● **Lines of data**
========================

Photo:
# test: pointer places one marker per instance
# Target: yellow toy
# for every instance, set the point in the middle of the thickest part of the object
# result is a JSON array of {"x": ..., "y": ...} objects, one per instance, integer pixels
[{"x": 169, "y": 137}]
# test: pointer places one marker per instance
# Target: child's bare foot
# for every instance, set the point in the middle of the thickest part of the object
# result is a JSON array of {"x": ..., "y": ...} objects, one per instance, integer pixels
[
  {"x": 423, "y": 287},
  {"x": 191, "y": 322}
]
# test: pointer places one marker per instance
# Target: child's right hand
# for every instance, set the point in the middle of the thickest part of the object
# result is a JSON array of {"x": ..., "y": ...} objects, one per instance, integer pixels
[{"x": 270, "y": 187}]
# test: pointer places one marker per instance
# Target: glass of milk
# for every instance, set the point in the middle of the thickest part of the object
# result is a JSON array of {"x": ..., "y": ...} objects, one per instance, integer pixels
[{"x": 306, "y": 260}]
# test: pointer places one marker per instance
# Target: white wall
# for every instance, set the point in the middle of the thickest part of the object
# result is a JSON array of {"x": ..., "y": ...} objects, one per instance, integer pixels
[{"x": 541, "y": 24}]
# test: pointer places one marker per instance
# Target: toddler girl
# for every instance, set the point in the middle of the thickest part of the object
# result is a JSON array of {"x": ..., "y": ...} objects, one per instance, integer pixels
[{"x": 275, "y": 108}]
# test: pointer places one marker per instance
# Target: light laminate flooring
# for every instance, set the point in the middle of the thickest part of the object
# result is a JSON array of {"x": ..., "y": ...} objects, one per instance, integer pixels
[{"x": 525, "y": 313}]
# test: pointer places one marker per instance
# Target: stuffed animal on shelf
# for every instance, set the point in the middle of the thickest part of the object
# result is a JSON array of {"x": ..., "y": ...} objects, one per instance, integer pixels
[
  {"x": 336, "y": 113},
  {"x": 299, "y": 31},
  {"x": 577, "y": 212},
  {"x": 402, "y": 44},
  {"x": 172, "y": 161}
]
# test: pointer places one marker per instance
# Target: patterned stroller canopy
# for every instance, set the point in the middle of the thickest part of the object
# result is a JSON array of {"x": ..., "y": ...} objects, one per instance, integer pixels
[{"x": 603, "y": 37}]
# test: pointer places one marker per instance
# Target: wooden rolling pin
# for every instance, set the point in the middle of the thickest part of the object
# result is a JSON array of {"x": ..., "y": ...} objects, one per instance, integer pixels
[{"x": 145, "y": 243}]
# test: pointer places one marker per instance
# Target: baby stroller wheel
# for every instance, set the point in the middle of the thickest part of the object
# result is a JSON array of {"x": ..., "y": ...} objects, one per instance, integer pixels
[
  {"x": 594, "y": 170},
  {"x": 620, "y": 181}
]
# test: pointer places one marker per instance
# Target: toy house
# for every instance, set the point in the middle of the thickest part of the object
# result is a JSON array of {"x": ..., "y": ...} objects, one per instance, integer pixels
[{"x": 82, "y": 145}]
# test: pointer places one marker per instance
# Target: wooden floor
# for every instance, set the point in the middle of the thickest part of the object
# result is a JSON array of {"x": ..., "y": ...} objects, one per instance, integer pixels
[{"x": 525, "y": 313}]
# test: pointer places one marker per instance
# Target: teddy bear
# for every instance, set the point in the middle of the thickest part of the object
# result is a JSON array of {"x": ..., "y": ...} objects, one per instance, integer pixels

========================

● **Written task**
Reproduce the entire listing word for word.

● **Response to the task**
Photo:
# test: pointer places one marker per instance
# Target: yellow toy
# for every instance, set the point in the middle of the thickest part of the object
# result is a JSON array of {"x": ..., "y": ...} objects, one per instance, integer pixels
[{"x": 169, "y": 137}]
# test: pointer places one marker per instance
# Target: child's bare foot
# for every instance, set the point in the middle of the thickest part of the object
# result is a JSON array of {"x": ..., "y": ...} objects, one per instance, integer pixels
[
  {"x": 423, "y": 287},
  {"x": 191, "y": 322}
]
# test: pointer places one marker per instance
# Target: child's right hand
# for every instance, set the point in the middle of the thickest part of the object
# result is a JSON array of {"x": ..., "y": ...} objects, one per instance, integer pixels
[{"x": 270, "y": 187}]
# test: pointer places one marker per instance
# Target: glass of milk
# for every instance, set the point in the middle of the thickest part of the object
# result is a JSON array of {"x": ..., "y": ...} objects, one per instance, integer pixels
[{"x": 306, "y": 260}]
# test: pointer places one marker per instance
# Target: white wall
# for every instance, set the point in the middle of the thickest part of the object
# result is a JSON array of {"x": ..., "y": ...} objects, one per instance, integer pixels
[{"x": 541, "y": 24}]
# test: pointer places one marker per instance
# Target: toddler girl
# for every instance, set the point in the middle of the thickest part of the object
# result is a JSON array of {"x": ..., "y": ...} objects, one per instance, integer pixels
[{"x": 275, "y": 108}]
# test: pointer places one marker per instance
# Target: light laminate flooring
# for every instance, set the point in the middle of the thickest part of the object
# result is a JSON array of {"x": ..., "y": ...} objects, one per instance, integer pixels
[{"x": 525, "y": 313}]
# test: pointer places one marker per instance
# Target: stuffed animal on shelf
# for every instance, set the point in the middle of the thickest part of the object
# result is a JSON array of {"x": ..., "y": ...} objects, one per instance, integer pixels
[
  {"x": 336, "y": 113},
  {"x": 299, "y": 31},
  {"x": 577, "y": 212},
  {"x": 402, "y": 44},
  {"x": 172, "y": 161}
]
# test: pointer places one marker per instance
# Target: patterned stroller canopy
# for every instance, set the point in the middle of the thickest part of the object
# result is a JSON array of {"x": ..., "y": ...} objects, one per instance, integer pixels
[{"x": 603, "y": 37}]
# test: pointer places one marker per instance
# Target: wooden rolling pin
# for every instance, set the point in the middle of the thickest part of the object
# result is a JSON array of {"x": ..., "y": ...} objects, one per instance, integer pixels
[{"x": 145, "y": 243}]
# test: pointer places one marker per instance
# Target: baby stroller wheel
# for every instance, set the point in the middle of the thickest part of the object
# result is a JSON array of {"x": ..., "y": ...} objects, one per instance, integer pixels
[
  {"x": 594, "y": 170},
  {"x": 620, "y": 181}
]
# test: pointer places one marker per instance
# Target: toy house
# for every instance, set the point in the middle of the thickest part of the object
# result is a JSON array of {"x": ..., "y": ...} objects, one per instance, integer pixels
[{"x": 82, "y": 145}]
# test: pointer places one marker per instance
# Target: wooden floor
# for every instance, set the point in the middle of the thickest part of the object
# result is a JSON array of {"x": ..., "y": ...} objects, one per instance, integer pixels
[{"x": 525, "y": 313}]
# test: pointer places one marker per instance
# Target: teddy bear
# for every instance, set the point in the middle of the thickest part of the object
# result is a JSON array of {"x": ..., "y": ...} objects, one per instance, integer pixels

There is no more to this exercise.